• Textauszug:
□ □ □ □ □ □ □
2010 - 125 Jahre «Musikgesellschaft Obersiggenthal»
Blick in die Vergangenheit - historische Häppchen von Bernhard Schneider


Musikgesellschaft Obersiggenthal 1885


1885 Gemeinde Obersiggenthal, eine erwachende Landidylle
Die Gemeinde zählte 1.100 Einwohner. Schotterstrassen verbanden die Ortsteile. Das Wasser besorgte man sich von den Ortsbrunnen, die zugleich als Viehtränke dienten. Nicht einmal das Schulhaus Bachmatt verfügte über eine Zentralheizung, allerdings hatten Petrollampen die Kerzen- und Oellichter abgelöst. Seit 1858 befand sich in Rieden die Firma Oederlin, die einigen Vereinsgründern Arbeit bot. Beachtlich ist, dass von 1883 bis 1890 sieben Vereine
gegründet wurden.
□ □ □ □ □ □ □
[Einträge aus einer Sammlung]
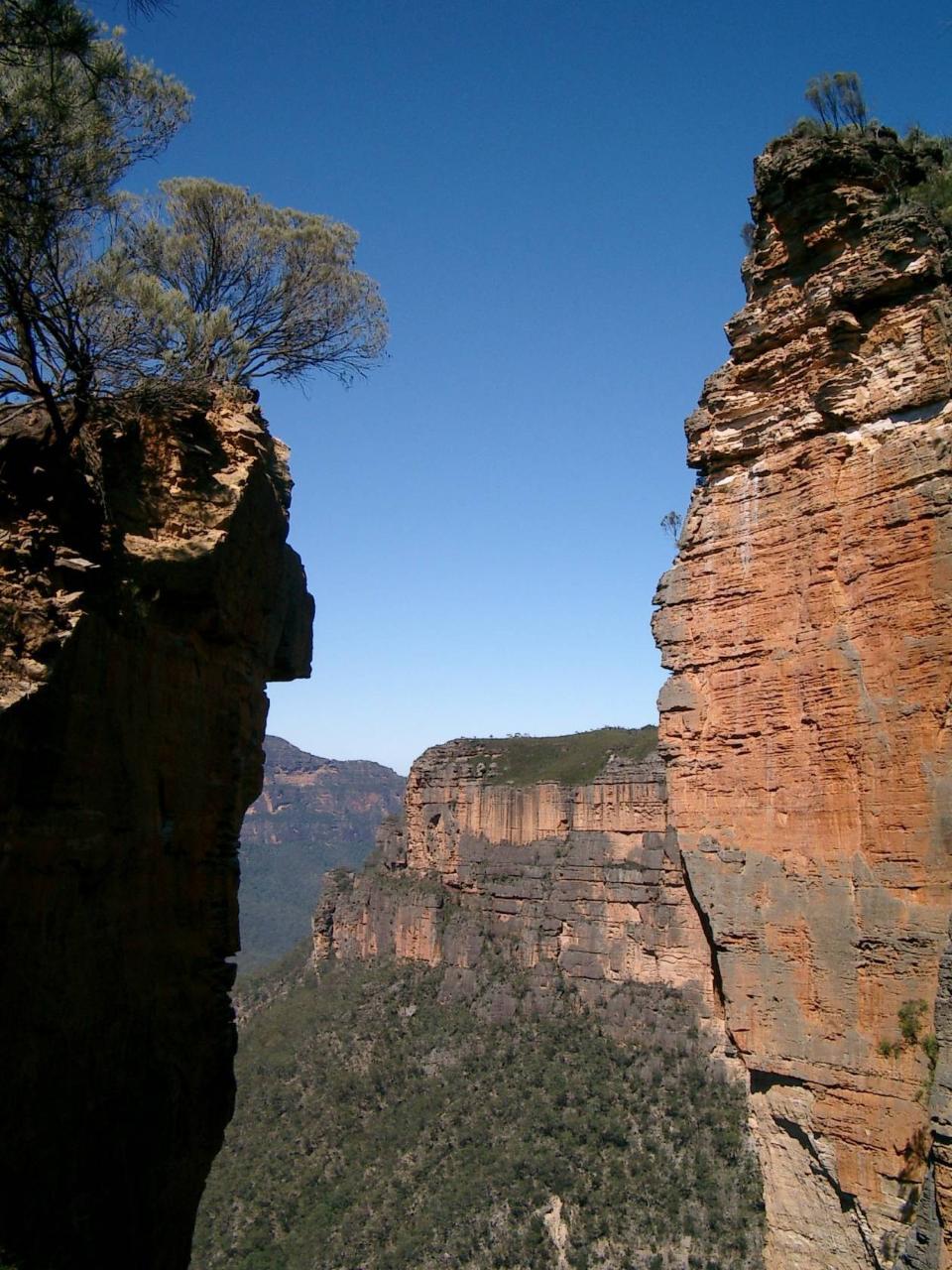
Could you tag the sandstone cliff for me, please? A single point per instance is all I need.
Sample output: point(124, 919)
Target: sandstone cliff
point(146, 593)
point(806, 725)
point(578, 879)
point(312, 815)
□ □ □ □ □ □ □
• Ziele:
A. Kopiere aus dem Text zur Musikgesellschaft Obersiggenthal wortgetreu den Abschnitt, der mit „Blick in die“ beginnt und bis „gegründet wurden.“ reicht.
B. Nenne alle Jahreszahlen, die im Text zur Musikgesellschaft Obersiggenthal vorkommen, jede nur einmal.
C. Wie viele Einwohner hatte die Gemeinde laut dem Text zur Musikgesellschaft Obersiggenthal im Jahr 1885?

• Schriftliche Antworten:
A.
Blick in die Vergangenheit - historische Häppchen von Bernhard Schneider


Musikgesellschaft Obersiggenthal 1885


1885 Gemeinde Obersiggenthal, eine erwachende Landidylle
Die Gemeinde zählte 1.100 Einwohner. Schotterstrassen verbanden die Ortsteile. Das Wasser besorgte man sich von den Ortsbrunnen, die zugleich als Viehtränke dienten. Nicht einmal das Schulhaus Bachmatt verfügte über eine Zentralheizung, allerdings hatten Petrollampen die Kerzen- und Oellichter abgelöst. Seit 1858 befand sich in Rieden die Firma Oederlin, die einigen Vereinsgründern Arbeit bot. Beachtlich ist, dass von 1883 bis 1890 sieben Vereine
gegründet wurden.

B. 2010, 1885, 1858, 1883, 1890

C. 1.100 Einwohner.